= What is asked =
List each line of the rows below that contains the string "cluster", copying the full line. Count a match only when the case is the same.

= Provided records =
^^^^^^^^

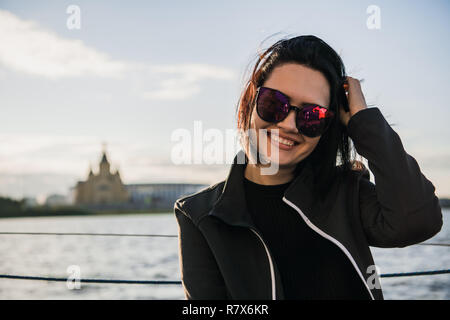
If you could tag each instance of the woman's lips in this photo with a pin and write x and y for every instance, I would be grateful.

^^^^^^^^

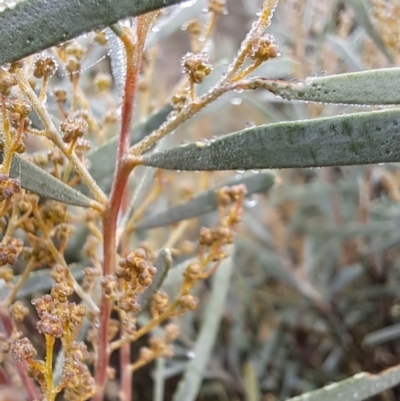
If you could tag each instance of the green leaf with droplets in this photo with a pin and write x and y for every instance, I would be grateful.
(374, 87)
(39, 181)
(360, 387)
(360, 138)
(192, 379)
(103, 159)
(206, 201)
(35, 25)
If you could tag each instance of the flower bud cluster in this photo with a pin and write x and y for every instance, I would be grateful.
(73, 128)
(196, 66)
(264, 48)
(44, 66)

^^^^^^^^

= Response to this task =
If you could tag each instance of the flower bud cluster in this photo with a pin and write x and y for every instance, I would be grateful.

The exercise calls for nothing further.